• _Given text_:
◇ ◇ ◇ ◇ ◇
= Operation Dunhammer =

Internal investigation by the Danish Defence Intelligence Service

Operation Dunhammer (Danish for Operation Typha) was an internal investigation (Note: The Associated Press first erroneously reported 'Operation Dunhammer' as the name of the espionage operation rather than the investigation.) conducted by the Danish Defence Intelligence Service (Forsvarets Efterretningstjeneste, FE) which concluded the agency cooperated with the American National Security Agency to wiretap senior politicians, government officials, and government entities of certain European Union countries from 2012 to 2014.

== Report ==
Due to concerns following Edward Snowden's leaking of the NSA's global surveillance operations, the Danish Defence Intelligence Service began the investigation the following year. The investigation ended in 2015, concluding that the NSA collaborated with the FE to eavesdrop on prominent politicians from 2012 to 2014, among them German chancellor Angela Merkel, leader of the opposition Peer Steinbrück, and foreign minister Frank-Walter Steinmeier. This was done through the use of the NSA's XKeyscore computer system, which probed data travelling through underwater internet cables in intercept stations such as Sandagergård, similar to the ECHELON program.
◇ ◇ ◇ ◇ ◇
• _Exercise requirements_: Which politicians does the Operation Dunhammer article name as targets of the eavesdropping, and what role does it give each one? You won't need the items that come after this text.
◇ ◇ ◇ ◇ ◇
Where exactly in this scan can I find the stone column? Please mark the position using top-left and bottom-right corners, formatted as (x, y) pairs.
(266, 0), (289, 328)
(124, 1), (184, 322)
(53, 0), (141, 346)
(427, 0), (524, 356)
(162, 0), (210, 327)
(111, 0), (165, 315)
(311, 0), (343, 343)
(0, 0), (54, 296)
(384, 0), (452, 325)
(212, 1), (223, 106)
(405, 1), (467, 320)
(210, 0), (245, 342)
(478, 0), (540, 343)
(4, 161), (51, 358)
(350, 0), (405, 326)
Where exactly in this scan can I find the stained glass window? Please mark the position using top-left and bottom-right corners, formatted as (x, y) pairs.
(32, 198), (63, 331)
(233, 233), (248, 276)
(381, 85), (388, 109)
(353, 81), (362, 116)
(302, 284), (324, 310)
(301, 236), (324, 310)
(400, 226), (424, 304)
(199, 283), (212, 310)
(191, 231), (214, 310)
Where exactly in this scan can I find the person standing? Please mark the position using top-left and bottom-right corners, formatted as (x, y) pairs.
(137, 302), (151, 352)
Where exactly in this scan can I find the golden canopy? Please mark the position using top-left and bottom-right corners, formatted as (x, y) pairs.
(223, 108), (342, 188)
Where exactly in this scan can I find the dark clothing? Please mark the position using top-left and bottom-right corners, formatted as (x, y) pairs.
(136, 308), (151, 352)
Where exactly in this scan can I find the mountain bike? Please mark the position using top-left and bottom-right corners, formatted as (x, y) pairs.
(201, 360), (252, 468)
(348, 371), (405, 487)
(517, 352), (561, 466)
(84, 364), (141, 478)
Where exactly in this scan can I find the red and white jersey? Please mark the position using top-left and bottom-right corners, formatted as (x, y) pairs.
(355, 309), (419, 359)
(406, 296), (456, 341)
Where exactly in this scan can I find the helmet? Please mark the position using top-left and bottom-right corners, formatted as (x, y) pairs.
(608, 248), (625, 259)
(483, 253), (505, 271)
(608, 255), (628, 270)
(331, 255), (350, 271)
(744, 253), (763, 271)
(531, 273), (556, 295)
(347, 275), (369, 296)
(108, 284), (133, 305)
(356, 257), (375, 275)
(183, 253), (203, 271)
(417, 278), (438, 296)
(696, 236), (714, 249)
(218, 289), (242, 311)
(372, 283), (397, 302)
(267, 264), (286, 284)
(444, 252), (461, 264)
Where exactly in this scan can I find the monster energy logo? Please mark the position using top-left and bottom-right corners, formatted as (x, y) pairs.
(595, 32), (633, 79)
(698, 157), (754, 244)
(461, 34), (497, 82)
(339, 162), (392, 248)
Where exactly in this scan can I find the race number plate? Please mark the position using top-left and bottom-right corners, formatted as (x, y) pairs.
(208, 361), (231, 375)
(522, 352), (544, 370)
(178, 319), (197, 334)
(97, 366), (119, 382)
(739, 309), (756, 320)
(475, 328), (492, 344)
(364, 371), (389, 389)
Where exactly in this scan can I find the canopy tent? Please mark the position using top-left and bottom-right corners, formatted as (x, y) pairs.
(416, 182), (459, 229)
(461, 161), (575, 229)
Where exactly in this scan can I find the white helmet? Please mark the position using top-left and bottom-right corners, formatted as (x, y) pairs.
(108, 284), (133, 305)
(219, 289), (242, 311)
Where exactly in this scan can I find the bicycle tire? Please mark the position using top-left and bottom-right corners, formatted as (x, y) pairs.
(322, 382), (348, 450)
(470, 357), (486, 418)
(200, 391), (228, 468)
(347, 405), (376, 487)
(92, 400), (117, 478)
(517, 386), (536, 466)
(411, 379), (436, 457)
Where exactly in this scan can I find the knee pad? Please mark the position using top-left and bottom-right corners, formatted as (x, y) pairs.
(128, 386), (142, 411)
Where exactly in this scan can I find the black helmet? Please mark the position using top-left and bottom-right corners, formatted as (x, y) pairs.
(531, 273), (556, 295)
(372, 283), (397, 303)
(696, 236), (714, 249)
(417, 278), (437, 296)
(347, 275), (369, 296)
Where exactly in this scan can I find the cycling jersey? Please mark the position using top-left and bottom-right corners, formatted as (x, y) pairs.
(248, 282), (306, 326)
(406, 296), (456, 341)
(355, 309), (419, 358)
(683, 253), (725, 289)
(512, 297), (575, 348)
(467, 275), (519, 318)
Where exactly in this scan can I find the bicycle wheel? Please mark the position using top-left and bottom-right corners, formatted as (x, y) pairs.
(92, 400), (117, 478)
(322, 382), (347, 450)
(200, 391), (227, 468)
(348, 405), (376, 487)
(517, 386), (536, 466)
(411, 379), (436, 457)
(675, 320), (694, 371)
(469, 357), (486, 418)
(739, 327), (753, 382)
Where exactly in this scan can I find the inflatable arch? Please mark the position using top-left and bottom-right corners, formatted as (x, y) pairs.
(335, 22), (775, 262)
◇ ◇ ◇ ◇ ◇
• _Exercise solution_:
- Angela Merkel, German chancellor
- Peer Steinbrück, leader of the opposition
- Frank-Walter Steinmeier, foreign minister